Start of Quoted passage
Photo: Above, stands her wooden home draped in a blue tarp. Photography taken at the ‘Invasion Corridor’ of Galateo, Toa Alta. Captured by Christian Tirado (2019).
Week 3
On September 23, 1868, abolitionists and freeman gathered in Lares, Puerto Rico to declare the Island as a new Republic, free from Spanish colonial rule. Although a failure, Grito de Lares, this cry for liberty, laid bare Islander dissatisfaction with their incompetent, immoral overseers.
Maria left a devastating legacy in Lares. Throughout the small, mountainous municipio, prevalence of landslides, home destruction and deaths were among the highest in Puerto Rico.
In our first interview, the emergency management director confirmed the casualties – and the cause of it. “Disorganization of the federal and state government led to Lares’ fall,” he declared solemnly, “And folks, especially in La Torre, are still suffering, after 20 months.”
Here, in Los Quemados, La Torre, the reckoning was clear. The 28-home hillside community still revealed mountains broken open by violent landslides and devastated infrastructure dotting the area. This area, according to Lares and state government analysis, is no longer stable living grounds due to high chance of consequential landslides. Although the issue is known, the government has not produced acceptable solutions to homeowners, after 20 months past Maria and nearly 3 hurricane seasons.
End of Quoted passage
#### [Task 1]
In the piece on Lares, Puerto Rico, how many homes make up the hillside community in Los Quemados, La Torre?
#### [Task 2]
Write the next part of the piece on Lares, Puerto Rico, picking up right after its final sentence.
Start of Data below
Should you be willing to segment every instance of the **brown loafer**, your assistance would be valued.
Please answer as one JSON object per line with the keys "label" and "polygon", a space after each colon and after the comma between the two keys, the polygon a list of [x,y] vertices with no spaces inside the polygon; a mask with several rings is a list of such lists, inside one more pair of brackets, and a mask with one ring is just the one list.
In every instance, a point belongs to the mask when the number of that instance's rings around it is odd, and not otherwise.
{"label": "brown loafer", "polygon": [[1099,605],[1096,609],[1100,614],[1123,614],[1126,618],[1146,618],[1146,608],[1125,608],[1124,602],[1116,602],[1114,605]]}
End of Data below
#### [Expected output 1]
28 homes.

#### [Expected output 2]
Above, stands a vulnerable home nearby a Hurricane Maria landslide. Photography taken at Los Quemados, Lares by Christian Tirado (2019).
We began hearing from the residents: ‘We have nowhere to go.’ ‘We do not have money.’ ‘We wish to work with the government, but I feel they do not feel the same.’ I felt saddened about the real crisis faced by the members of Quemados. By no choice of their own and with no good solution offered, these members stood at the whim of any future hurricanes – a certified loss of their home, in the case of Caribbean islands, like Puerto Rico.
Safe and affordable housing remains integral to one’s self-determination. Preserving and expanding it is a necessity for liberty.
Week 4
Our task now is to transcribe and translate the diverse set of interviews we collected over the past 20 days. We uploaded and titled the recordings, arranged our transcription program, readied to take notes with pen and paper and lent a careful ear to the whole of the Island story.
“I did not prepare for Her. I did not believe She would come.”
“El pueblo – not the government – supported me and others through this trial, as always.”
“We do not need to rise up, because we have never fallen.”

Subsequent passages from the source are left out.